#### TEXTE DU DOCUMENT

Une société humaine ayant abôli les contacts physiques et la reproduction in-vivo, tout le monde vivant connecté via son implant, son Disque Cérébral, du moins pour les classes supèrieures le lumpenproletariat grouillant dans les ténèbres des niveaux inférieurs des cités souterraines, loin de tous ces codes et avancées...
029-Marie, enseignante en littérature est aussi une virtuose dans l'utilisation de son DC, oppressée par la présence de son fils qu'elle élève seule... Ses capacités d'introspection couplée à sa parfaite maîtrise de son DC intérèsse un obscur média : ils veulent lui faire infiltrer une filière clandestine de tourisme sexuel extra-terrestre, en tant que partie prenante, le journalisme gonzo dans sa veine la plus trash.

########
#### DONNÉES

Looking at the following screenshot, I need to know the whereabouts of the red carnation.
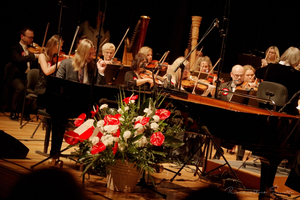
[134,117,150,126]
[91,142,106,155]
[91,105,99,118]
[64,131,79,145]
[104,115,120,126]
[74,113,86,127]
[150,132,165,146]
[155,109,171,120]
[111,142,118,155]
[123,95,138,104]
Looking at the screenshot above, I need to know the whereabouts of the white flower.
[123,131,131,142]
[97,120,104,127]
[152,115,159,122]
[89,136,100,145]
[104,125,119,133]
[150,122,159,130]
[100,104,108,110]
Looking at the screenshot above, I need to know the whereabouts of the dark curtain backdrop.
[1,0,300,79]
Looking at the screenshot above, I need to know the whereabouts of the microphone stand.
[214,0,230,99]
[87,0,107,117]
[52,1,68,76]
[174,19,218,91]
[278,90,300,112]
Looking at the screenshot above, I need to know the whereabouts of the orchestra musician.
[164,56,190,90]
[244,65,258,90]
[56,39,105,84]
[261,46,280,67]
[191,56,213,73]
[138,46,153,64]
[78,9,110,56]
[124,53,153,88]
[34,35,63,95]
[2,27,39,120]
[255,47,300,115]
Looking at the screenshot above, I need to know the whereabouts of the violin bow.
[206,58,221,78]
[68,26,79,56]
[111,27,129,60]
[42,22,50,47]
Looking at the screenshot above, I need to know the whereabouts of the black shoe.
[10,111,19,121]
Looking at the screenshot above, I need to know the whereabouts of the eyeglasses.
[24,35,34,40]
[233,74,244,78]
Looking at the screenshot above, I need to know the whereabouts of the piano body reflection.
[46,77,300,199]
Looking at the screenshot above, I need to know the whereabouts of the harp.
[122,16,150,65]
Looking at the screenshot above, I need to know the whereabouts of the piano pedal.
[48,158,64,169]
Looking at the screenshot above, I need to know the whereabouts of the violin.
[28,43,45,54]
[140,70,163,85]
[181,76,210,91]
[146,60,169,71]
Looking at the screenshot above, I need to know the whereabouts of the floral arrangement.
[64,92,183,175]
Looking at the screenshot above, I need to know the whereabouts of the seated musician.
[138,46,153,64]
[56,39,106,84]
[124,53,153,88]
[34,35,63,95]
[218,65,245,101]
[261,46,280,67]
[255,47,300,115]
[244,65,258,90]
[164,56,190,90]
[191,56,212,73]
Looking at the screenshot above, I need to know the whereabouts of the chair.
[20,69,39,129]
[256,81,288,110]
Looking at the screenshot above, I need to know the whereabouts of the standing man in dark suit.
[8,27,39,120]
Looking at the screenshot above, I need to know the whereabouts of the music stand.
[170,133,245,188]
[105,64,131,85]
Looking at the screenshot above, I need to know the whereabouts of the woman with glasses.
[124,53,153,88]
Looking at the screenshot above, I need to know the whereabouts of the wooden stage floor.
[0,113,296,200]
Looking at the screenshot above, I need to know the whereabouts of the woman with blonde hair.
[191,56,212,73]
[34,35,63,94]
[56,39,106,84]
[261,46,280,66]
[138,46,153,64]
[166,56,190,90]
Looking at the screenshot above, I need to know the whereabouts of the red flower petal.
[134,117,150,126]
[64,131,79,145]
[111,142,118,155]
[123,95,139,104]
[112,129,121,137]
[74,113,86,127]
[104,115,120,126]
[155,109,171,120]
[91,105,99,118]
[91,142,106,155]
[150,132,165,146]
[79,126,95,140]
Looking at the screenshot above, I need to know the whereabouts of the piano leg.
[259,158,281,200]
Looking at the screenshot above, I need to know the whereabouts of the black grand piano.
[46,77,300,199]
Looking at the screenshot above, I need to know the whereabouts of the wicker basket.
[107,160,140,192]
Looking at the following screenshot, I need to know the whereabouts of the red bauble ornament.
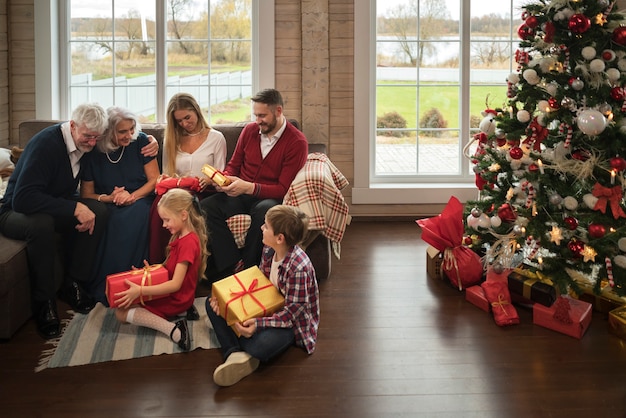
[587,223,606,238]
[611,87,624,101]
[524,16,539,29]
[609,157,626,171]
[572,149,589,161]
[517,23,535,41]
[548,97,561,109]
[567,13,591,34]
[567,239,585,258]
[509,147,524,160]
[611,26,626,46]
[563,216,578,231]
[543,22,556,43]
[498,203,517,222]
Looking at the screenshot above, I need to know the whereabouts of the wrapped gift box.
[609,306,626,340]
[106,264,169,308]
[508,269,556,306]
[212,266,285,329]
[465,285,491,312]
[426,245,443,280]
[202,164,230,186]
[533,296,592,339]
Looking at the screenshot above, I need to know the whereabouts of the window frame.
[352,0,516,204]
[33,0,275,123]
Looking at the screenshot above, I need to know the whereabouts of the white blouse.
[163,128,226,177]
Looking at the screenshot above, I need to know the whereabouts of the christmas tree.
[465,0,626,296]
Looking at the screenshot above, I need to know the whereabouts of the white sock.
[126,308,181,343]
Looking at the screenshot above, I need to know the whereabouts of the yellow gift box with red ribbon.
[212,266,285,332]
[201,164,230,186]
[106,264,169,308]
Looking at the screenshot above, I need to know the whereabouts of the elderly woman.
[80,107,160,304]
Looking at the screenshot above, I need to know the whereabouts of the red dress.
[145,232,202,318]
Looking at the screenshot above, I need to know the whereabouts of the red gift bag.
[415,196,483,290]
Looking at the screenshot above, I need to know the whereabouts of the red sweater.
[224,121,309,201]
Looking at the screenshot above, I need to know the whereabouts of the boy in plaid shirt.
[206,205,320,386]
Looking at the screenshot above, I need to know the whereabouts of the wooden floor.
[0,220,626,418]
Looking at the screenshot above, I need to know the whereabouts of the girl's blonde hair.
[157,189,209,278]
[163,93,211,176]
[265,205,309,247]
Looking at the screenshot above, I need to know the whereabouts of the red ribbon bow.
[224,274,273,322]
[524,118,550,151]
[591,183,626,219]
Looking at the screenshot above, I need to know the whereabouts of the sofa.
[0,120,333,339]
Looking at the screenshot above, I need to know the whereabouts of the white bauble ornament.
[606,68,622,83]
[506,73,519,84]
[576,109,606,136]
[589,58,606,73]
[537,100,550,113]
[522,68,540,86]
[546,83,559,97]
[583,193,598,209]
[517,109,528,123]
[563,196,578,210]
[478,213,491,229]
[613,255,626,269]
[466,214,478,229]
[572,79,585,91]
[489,215,502,228]
[580,46,596,61]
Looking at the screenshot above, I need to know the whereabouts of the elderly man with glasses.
[0,104,158,338]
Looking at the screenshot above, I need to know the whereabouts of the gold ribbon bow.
[591,183,626,219]
[130,264,163,306]
[443,247,463,290]
[491,293,509,316]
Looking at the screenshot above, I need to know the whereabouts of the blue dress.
[82,132,154,306]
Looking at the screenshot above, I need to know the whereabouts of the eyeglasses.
[80,134,102,141]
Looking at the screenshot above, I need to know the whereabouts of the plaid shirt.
[256,246,320,354]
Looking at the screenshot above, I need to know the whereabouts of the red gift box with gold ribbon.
[212,266,285,329]
[106,264,169,308]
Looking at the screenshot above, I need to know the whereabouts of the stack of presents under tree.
[417,0,626,339]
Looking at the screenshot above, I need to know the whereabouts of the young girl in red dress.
[115,189,208,351]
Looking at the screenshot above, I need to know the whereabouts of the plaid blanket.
[226,152,350,259]
[283,152,350,259]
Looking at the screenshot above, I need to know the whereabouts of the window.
[353,0,523,203]
[35,0,273,123]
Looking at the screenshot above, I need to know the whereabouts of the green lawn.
[376,81,506,128]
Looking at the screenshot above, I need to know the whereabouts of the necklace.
[106,147,126,164]
[185,128,204,136]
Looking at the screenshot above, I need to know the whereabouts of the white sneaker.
[213,351,259,386]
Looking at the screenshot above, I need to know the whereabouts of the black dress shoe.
[59,282,96,314]
[186,305,200,321]
[170,318,191,351]
[35,300,61,339]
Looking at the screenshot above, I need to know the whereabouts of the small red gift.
[480,280,519,327]
[106,264,169,308]
[155,175,202,196]
[533,296,592,339]
[465,285,491,312]
[415,196,483,290]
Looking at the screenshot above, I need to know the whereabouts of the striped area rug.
[35,298,220,372]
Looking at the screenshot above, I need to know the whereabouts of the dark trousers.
[205,298,296,362]
[0,199,108,304]
[200,193,280,271]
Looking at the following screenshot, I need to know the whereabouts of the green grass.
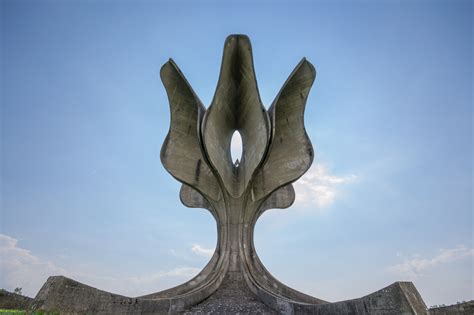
[0,309,59,315]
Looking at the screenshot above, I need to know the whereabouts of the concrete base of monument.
[30,272,428,315]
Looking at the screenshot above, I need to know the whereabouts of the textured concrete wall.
[430,300,474,315]
[0,289,33,310]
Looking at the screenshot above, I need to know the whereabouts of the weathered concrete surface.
[33,35,426,315]
[0,289,33,310]
[429,300,474,315]
[183,272,277,315]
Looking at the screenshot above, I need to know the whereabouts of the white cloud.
[293,164,357,208]
[0,234,66,296]
[388,245,474,278]
[191,244,215,258]
[0,234,202,297]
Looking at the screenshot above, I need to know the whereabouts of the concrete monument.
[33,35,427,315]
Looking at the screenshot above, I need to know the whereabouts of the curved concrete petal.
[202,35,269,198]
[160,59,221,200]
[252,58,316,200]
[259,184,295,215]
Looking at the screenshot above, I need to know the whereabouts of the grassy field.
[0,309,59,315]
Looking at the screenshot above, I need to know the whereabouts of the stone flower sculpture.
[32,35,426,315]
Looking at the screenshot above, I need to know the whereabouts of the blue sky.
[0,1,474,305]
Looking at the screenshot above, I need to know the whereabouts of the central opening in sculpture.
[230,130,243,166]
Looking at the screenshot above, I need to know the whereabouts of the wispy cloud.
[294,164,357,208]
[0,234,202,296]
[0,234,66,295]
[191,244,215,258]
[388,245,474,278]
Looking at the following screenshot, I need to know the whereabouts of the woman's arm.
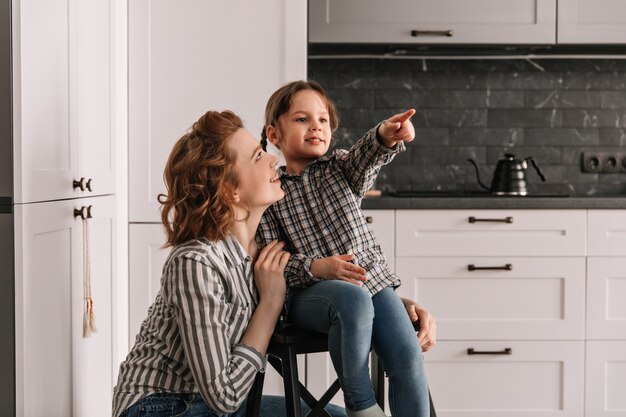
[400,297,437,352]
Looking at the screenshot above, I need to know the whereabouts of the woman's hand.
[378,109,415,148]
[311,255,367,286]
[402,298,437,352]
[254,240,291,308]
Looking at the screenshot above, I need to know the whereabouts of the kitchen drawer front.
[587,210,626,256]
[396,210,587,256]
[363,210,396,271]
[424,341,584,417]
[396,257,585,340]
[585,341,626,417]
[587,257,626,340]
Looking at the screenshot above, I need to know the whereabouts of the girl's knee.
[333,281,374,323]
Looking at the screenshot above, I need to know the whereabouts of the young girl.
[257,81,435,417]
[113,111,345,417]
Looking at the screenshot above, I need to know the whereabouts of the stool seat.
[246,318,436,417]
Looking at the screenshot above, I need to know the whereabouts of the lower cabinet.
[585,340,626,417]
[426,340,584,417]
[15,196,116,417]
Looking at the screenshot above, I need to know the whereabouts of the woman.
[113,111,345,417]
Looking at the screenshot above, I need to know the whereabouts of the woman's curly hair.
[158,110,243,246]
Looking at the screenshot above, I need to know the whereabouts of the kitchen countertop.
[361,194,626,210]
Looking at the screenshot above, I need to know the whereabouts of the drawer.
[424,341,584,417]
[363,210,395,271]
[396,210,587,257]
[396,257,585,340]
[585,341,626,417]
[587,257,626,340]
[587,210,626,256]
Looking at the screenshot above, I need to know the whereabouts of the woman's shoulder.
[165,236,245,269]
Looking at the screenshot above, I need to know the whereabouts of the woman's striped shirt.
[113,237,265,417]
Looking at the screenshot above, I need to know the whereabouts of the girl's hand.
[402,298,437,352]
[254,240,291,308]
[311,255,367,287]
[378,109,415,148]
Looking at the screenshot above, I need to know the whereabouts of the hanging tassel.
[83,218,96,337]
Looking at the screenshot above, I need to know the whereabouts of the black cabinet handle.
[411,29,454,38]
[72,177,93,191]
[467,264,513,271]
[74,205,93,220]
[467,348,513,355]
[467,216,513,223]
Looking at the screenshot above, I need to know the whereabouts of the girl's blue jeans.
[119,393,346,417]
[290,280,430,417]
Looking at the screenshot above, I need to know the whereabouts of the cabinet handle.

########

PROBLÈMES À RÉSOUDRE>
a) D'après le texte du document, quel métier exerce 029-Marie ?
b) Recopiez le passage du texte du document qui commence par « 029-Marie, enseignante en » et se termine par « la plus trash. ».

RÉPONSES RÉDIGÉES>
a) Elle est enseignante en littérature.

b)
029-Marie, enseignante en littérature est aussi une virtuose dans l'utilisation de son DC, oppressée par la présence de son fils qu'elle élève seule... Ses capacités d'introspection couplée à sa parfaite maîtrise de son DC intérèsse un obscur média : ils veulent lui faire infiltrer une filière clandestine de tourisme sexuel extra-terrestre, en tant que partie prenante, le journalisme gonzo dans sa veine la plus trash.